* **TEXTO PROPORCIONADO**
⟨
(ZENIT – Madrid).- Muchas conversiones llevan tras de sí singulares «caídas», como le sucedió a san Pablo, que tienen su peculiar manifestación. En lo que concierne a Pedro no se habla en sentido figurado. Tuvo literalmente la suya. Fue una caída de un caballo que removió para siempre su conciencia y le impulsó a perseguir la santidad.
Conocido como Telmo, este popular santo nació entre 1180 y 1190 –no ha podido precisarse la fecha exacta–, en la localidad de Frómista, Palencia, España, en una noble familia de hondas raíces cristianas, algunos de cuyos miembros estaban emparentados con la monarquía. Dos de sus tíos fueron obispos de la capital palentina. En uno de ellos recayó la responsabilidad de formarlo convenientemente. El santo poseía gran inteligencia, y además tuvo excelentes profesores en las universidades de Palencia y de Salamanca. Ahora bien, el momento histórico, con el predominio de la vida de caballería y la juglaresca, invitaba a seguir caminos opuestos al estudio. Y ello pudo influir para que no aprovechase debidamente la oportunidad que la vida le ofrecía. Es uno de los aspectos en los que no existe unanimidad en los historiadores. Es posible que se haya efectuado un juicio excesivamente severo cuando se alega que, si bien llegó a completar su formación con brillantez, no ocultó su tendencia a imbuirse en el jolgorio con el aplauso de sus amigos y el de las muchachas que veían en él a un joven apuesto y amante de la ostentación. O cuando se afirma que era inmaduro al recibir el sacramento del orden de manos de su tío el prelado Tello Téllez de Meneses, quien lo designó canónigo y deán de la catedral de Palencia.
⟩
* **DATOS EXTRAÍDOS**
⟨
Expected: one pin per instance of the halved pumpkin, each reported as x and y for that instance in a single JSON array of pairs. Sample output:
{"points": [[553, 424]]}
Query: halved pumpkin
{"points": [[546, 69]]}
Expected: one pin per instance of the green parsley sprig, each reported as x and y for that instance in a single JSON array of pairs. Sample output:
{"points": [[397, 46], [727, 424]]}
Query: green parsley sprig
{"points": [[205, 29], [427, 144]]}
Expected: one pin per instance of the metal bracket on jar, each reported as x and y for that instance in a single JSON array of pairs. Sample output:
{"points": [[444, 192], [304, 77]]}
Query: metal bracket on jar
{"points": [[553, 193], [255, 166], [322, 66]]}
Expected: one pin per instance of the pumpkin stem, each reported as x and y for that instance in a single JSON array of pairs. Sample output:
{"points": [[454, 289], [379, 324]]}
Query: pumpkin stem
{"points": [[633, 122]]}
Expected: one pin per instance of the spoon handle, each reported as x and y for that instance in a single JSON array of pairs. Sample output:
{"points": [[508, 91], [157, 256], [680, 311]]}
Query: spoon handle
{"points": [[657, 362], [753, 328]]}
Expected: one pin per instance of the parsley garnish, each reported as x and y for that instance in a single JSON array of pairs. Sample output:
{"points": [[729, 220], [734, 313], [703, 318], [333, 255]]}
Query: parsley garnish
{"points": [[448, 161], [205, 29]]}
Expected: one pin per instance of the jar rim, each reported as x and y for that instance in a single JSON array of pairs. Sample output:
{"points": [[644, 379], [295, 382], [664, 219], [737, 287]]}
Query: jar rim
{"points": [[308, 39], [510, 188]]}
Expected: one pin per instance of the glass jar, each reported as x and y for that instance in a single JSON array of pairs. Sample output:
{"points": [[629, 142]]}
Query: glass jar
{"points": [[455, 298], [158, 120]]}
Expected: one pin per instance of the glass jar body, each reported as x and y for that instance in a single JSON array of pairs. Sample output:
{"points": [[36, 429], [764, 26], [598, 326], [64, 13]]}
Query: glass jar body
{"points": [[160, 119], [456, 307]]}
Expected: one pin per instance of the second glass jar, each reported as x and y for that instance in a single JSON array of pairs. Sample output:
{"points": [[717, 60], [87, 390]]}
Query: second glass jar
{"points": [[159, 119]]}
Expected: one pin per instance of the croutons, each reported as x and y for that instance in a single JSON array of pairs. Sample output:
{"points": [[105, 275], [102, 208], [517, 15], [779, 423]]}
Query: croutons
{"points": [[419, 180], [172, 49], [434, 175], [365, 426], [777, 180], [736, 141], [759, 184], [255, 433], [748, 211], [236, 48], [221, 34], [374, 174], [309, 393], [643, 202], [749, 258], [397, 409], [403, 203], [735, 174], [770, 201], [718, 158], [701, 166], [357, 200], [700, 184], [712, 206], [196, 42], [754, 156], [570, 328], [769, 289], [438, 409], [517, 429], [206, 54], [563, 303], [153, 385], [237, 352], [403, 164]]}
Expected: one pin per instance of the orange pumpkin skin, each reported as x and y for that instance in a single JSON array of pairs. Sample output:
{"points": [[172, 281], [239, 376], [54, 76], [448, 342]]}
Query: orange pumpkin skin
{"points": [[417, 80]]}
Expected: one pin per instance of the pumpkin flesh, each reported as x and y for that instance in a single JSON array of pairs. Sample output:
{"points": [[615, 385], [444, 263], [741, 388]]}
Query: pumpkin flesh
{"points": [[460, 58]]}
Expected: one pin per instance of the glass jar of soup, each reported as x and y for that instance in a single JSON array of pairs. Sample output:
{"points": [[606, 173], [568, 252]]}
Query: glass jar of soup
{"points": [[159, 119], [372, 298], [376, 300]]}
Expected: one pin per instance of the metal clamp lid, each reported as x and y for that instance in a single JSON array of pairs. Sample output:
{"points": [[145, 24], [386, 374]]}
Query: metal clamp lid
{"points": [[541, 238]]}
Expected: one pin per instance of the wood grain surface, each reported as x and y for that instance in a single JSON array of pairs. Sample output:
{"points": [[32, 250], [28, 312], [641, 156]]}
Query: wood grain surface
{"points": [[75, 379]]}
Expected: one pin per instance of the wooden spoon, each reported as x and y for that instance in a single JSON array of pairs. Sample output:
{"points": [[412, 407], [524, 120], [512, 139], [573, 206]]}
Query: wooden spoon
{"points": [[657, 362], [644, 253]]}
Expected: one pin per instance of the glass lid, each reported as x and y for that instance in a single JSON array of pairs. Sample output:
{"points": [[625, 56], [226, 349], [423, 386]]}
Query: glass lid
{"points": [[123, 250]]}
⟩
* **EL PROBLEMA**
Prosigue el texto sobre la vida de san Telmo a partir de su última oración.

* **RESPUESTA AL PROBLEMA**
Con independencia de la veracidad de estas apreciaciones, que podrían estar condicionadas por el episodio que se narra a continuación, parece claro que el futuro abría a Pedro una carrera prometedora, reforzada por las influencias de su pariente. Ahora bien, hay ligerezas en la vida que acarrean serias consecuencias y más cuando se trata de una persona pública. Y él cometió una que difícilmente puede calificarse de chiquillada teniendo en cuenta la responsabilidad que habían puesto en sus manos, y la notoriedad que entonces había alcanzado.
Parece que su debilidad, la flaqueza que le arrastró en un momento dado, tuvo que ver con la vanidad. Y de sus funestos resultados se aprovechó Dios para pulsar definitivamente las fibras más sensibles de su corazón. Sucedió un día de Pascua de Navidad en medio de una fastuosa cabalgata que presidía vistiendo elegantemente. Era el modo que eligió para tomar posesión como deán. Atento a la admiración que suscitaba a su paso, no podía imaginar los instantes tan violentos que se le avecinaban. Pero en un momento dado, el caballo, que aderezó ex profeso tanto como lo había hecho consigo, resbaló y se dio de bruces en un gran charco.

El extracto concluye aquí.